## INSTRUCTIONS TO FOLLOW
Answer these questions about the passage below on AI and building scans:
(a) Which data source does the speaker call the worst?
(b) What kind of scanners does the speaker say Trimble loves?
(c) What kind of learning is the image similarity pushed out in the 3D Warehouse?

The concept is there. We’re further developing this. Looking at each of the points and asking, “Is this a window point? Is this a facade point?” That technology has really only matured over the last couple of years, which is why we haven’t seen it pushed out by our competitors. It’s so new.
Whatever is generating the data, whether it’s point clouds or it’s a camera … the point cloud is the worst. A LiDAR scan is very high resolution. You might have a thousand points and the software has to recognize them as a part or a feature.
A little bit selfishly from a Trimble perspective: We love the scanners that generate both point clouds and images. You get the dimensionality from the point clouds. Then if you have 2D images, the AI has a lot to work with. Then we can say, “This looks like this” or “This looks like that” and “And by the way, here’s a window from this manufacturer with double glazing.”
Interesting. What allows AI to make the association of points with products? Is it a roomful of people who are tagging pictures with text?
No. And here is the most beautiful part. You are talking about annotation and labeling. That’s called supervised learning. But the image similarity that you saw in the keynote and that we’ve pushed out in the 3D Warehouse, that’s unsupervised learning. With unsupervised learning, you just need the datasets. You don’t need to say what everything is. That’s the beauty of how AI has evolved over the last couple of years. It is moving from having to be so specific. AI is now able to, all by itself, recognize what is similar. There’s no labeling; there’s no annotation. That’s unsupervised learning.

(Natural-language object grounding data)
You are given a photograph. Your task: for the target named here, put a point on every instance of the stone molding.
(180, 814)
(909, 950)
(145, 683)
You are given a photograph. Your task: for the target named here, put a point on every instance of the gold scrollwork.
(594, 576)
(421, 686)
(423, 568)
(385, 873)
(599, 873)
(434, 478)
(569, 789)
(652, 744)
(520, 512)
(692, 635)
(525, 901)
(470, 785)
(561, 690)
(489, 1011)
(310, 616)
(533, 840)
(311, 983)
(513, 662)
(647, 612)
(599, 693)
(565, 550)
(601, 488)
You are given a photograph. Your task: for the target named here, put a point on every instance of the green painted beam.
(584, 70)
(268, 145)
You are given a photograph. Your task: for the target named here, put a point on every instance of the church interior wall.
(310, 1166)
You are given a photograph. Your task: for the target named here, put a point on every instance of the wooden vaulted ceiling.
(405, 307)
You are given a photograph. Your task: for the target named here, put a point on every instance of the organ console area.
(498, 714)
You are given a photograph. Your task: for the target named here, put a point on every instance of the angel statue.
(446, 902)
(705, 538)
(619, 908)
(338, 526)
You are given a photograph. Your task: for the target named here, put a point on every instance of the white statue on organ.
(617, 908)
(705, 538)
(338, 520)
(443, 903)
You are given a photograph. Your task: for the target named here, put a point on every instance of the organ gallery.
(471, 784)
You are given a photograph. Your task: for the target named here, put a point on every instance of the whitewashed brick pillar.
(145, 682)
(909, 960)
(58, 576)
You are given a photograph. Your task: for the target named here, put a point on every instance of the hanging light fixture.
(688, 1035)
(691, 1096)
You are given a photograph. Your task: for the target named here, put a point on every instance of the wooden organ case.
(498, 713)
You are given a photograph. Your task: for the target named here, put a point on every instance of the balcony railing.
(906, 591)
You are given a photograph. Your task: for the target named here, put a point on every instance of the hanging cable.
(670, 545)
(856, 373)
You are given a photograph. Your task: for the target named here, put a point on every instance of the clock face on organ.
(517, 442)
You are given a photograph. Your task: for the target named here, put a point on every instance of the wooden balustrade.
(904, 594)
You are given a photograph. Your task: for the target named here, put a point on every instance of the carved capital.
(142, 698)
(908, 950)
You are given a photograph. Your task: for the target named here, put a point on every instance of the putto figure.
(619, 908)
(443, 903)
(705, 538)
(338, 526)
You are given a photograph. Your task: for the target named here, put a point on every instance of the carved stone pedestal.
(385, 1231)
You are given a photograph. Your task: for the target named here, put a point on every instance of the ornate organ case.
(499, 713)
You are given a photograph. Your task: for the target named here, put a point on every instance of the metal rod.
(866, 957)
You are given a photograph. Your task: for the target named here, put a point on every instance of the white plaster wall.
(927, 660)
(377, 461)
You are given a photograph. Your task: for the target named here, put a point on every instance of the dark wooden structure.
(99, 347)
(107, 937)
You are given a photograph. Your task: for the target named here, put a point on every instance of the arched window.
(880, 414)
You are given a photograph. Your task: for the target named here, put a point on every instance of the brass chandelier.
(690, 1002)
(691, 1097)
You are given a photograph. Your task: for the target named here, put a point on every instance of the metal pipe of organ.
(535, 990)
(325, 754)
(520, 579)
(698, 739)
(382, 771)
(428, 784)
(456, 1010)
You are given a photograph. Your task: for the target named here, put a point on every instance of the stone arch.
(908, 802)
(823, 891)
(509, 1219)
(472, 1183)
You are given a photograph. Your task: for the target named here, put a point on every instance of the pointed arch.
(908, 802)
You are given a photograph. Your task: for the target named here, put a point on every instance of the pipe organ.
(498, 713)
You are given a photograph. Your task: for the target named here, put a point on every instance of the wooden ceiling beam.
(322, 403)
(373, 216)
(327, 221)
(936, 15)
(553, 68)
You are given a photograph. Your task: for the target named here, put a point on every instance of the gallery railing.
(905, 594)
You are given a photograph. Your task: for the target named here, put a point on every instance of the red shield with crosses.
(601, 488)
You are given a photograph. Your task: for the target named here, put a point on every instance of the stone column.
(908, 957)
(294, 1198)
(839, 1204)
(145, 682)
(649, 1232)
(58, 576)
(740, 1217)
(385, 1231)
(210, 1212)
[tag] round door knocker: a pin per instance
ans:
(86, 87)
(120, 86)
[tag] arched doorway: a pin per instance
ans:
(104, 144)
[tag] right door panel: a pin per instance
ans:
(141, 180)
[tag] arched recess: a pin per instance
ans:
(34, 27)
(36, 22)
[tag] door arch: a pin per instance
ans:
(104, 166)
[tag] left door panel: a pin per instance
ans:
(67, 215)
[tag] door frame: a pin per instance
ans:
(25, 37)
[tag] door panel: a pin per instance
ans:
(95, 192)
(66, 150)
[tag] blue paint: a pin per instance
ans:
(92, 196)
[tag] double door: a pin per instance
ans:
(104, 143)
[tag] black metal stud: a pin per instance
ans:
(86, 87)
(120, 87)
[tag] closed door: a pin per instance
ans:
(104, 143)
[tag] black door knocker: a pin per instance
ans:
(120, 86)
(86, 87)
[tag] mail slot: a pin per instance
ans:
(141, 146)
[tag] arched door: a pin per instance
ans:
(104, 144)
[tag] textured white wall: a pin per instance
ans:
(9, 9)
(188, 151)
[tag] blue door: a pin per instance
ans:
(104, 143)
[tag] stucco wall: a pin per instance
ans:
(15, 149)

## RESULT OF THE EXERCISE
(a) The point cloud.
(b) Scanners that generate both point clouds and images.
(c) Unsupervised learning.